--- START OF Excerpt ---

It could have the same impact on housing as Compulsory Super had on the stock market.There will be those taking advantage of the rental squeeze Australia wide,holding for longer periods and benefiting massively in the long-term.

All of a sudden Joe average who has a reasonable super fund of OVER $120,000 can turn to a SMSF set-up and  become involved in the best vehicle available for long-term wealth creation.


----------



## professor_frink (31 December 2007)

*Re: SMSF's allowed to borrow? Impact on property prices??*

cheers tech. 

Will go and see if I can find some info on it


----------



## Tom Ronalds (15 February 2008)

*Re: SMSF's allowed to borrow? Impact on property prices??*

There are several "strategies" currently being spruiked by the usual suspects. Here's a sample:

 "If you want real estate but don't have enough money in your super to buy it, you can now use an instalment warrant.

"Over time, you buy the investment outright with salary sacrifice and the super guarantee contributions."

The analysis I have seen on this is "be very wary!" Apparently this was a decision made by a junior minister in the previous government and was very much opposed by the relevant bureaucrats.

The Assistant Commissioner for Superannuation of the ATO, Ian Read, has said the following:

"The use of instalment warrants by a SMSF in a way that constitutes a breach of the superannuation laws is on our radar for 2007-2008."

Tom R


----------



## xoa (15 February 2008)

*Re: SMSF's allowed to borrow? Impact on property prices??*

If greedy superannuants want to borrow money to gamble on the property bubble, let them. They've already lost billions of dollars on the stock market this year, why should they stop there?

It won't affect property prices in the long term.


----------



## Happy (15 February 2008)

*Re: SMSF's allowed to borrow? Impact on property prices??*



xoa said:


> It won't affect property prices in the long term.




I think it will affect price by preventing it from plummeting.


----------



## xoa (15 February 2008)

*Re: SMSF's allowed to borrow? Impact on property prices??*



Happy said:


> I think it will affect price by preventing it from plummeting.




You think that blowing more borrowed money into the bubble will stop it from bursting? 

I think than an infusion of more debt would have exactly the opposite affect.


----------



## Happy (15 February 2008)

*Re: SMSF's allowed to borrow? Impact on property prices??*

Surely, if catastrophic downward pressure prevails, no amount of money is going to hold prices up, but when super money can absorb perceived glut, at least in short to medium term we are out of the woods.


----------



## CompareSMSF (19 February 2008)

*Re: SMSF's allowed to borrow? Impact on property prices??*

A useful balanced perspective from Trish Power Link


----------



## tech/a (19 February 2008)

*Re: SMSF's allowed to borrow? Impact on property prices??*



> Alternatively, if your fund does not have enough cash, you can also use personal debt to purchase a property that your super fund co-owns.




From the link above.
This is the most exciting opportunity that I see.
Releasing the equity which is locked away.

--- END OF Excerpt ---

* [Stated goal a]:
In the thread, who is named as the ATO's Assistant Commissioner for Superannuation?
The rows have nothing to do with the thread.

--- START OF Data to process ---

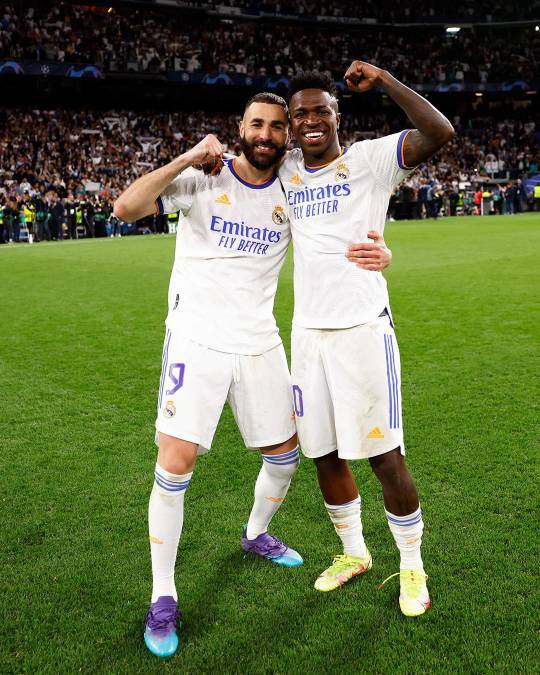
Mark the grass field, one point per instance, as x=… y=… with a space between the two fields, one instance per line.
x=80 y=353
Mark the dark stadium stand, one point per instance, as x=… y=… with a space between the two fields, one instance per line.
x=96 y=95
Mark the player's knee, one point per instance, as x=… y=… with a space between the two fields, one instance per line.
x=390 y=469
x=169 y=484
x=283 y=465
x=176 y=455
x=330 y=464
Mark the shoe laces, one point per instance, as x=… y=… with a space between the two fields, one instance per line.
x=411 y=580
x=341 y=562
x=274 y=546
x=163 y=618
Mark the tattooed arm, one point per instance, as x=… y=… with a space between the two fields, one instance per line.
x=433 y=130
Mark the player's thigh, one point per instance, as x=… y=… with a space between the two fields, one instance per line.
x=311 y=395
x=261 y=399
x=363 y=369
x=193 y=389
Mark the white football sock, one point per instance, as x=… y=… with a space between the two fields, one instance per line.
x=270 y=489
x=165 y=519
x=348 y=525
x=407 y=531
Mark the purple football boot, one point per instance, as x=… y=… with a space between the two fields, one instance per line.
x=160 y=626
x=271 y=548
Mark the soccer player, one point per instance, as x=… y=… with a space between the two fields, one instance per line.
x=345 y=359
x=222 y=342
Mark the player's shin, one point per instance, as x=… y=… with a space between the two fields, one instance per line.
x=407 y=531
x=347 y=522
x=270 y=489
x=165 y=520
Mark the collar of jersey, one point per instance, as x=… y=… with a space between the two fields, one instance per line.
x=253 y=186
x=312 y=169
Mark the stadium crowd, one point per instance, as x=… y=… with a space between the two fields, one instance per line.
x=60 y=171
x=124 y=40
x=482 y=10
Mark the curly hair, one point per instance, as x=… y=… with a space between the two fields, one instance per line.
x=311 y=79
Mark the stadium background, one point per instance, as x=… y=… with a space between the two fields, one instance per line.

--- END OF Data to process ---
--- START OF Data to process ---

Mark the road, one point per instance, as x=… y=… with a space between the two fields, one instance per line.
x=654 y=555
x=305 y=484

--- END OF Data to process ---

* [Stated goal b]:
Take the rows from the line holding "Mark the tattooed" through the line holding "x=433 y=130", inclusive. Rewrite only those lines, replacing "tattooed" with "inked" and leaving everything else unchanged.

* [Worked answer a]:
Ian Read

* [Worked answer b]:
Mark the inked arm, one point per instance, as x=… y=… with a space between the two fields, one instance per line.
x=433 y=130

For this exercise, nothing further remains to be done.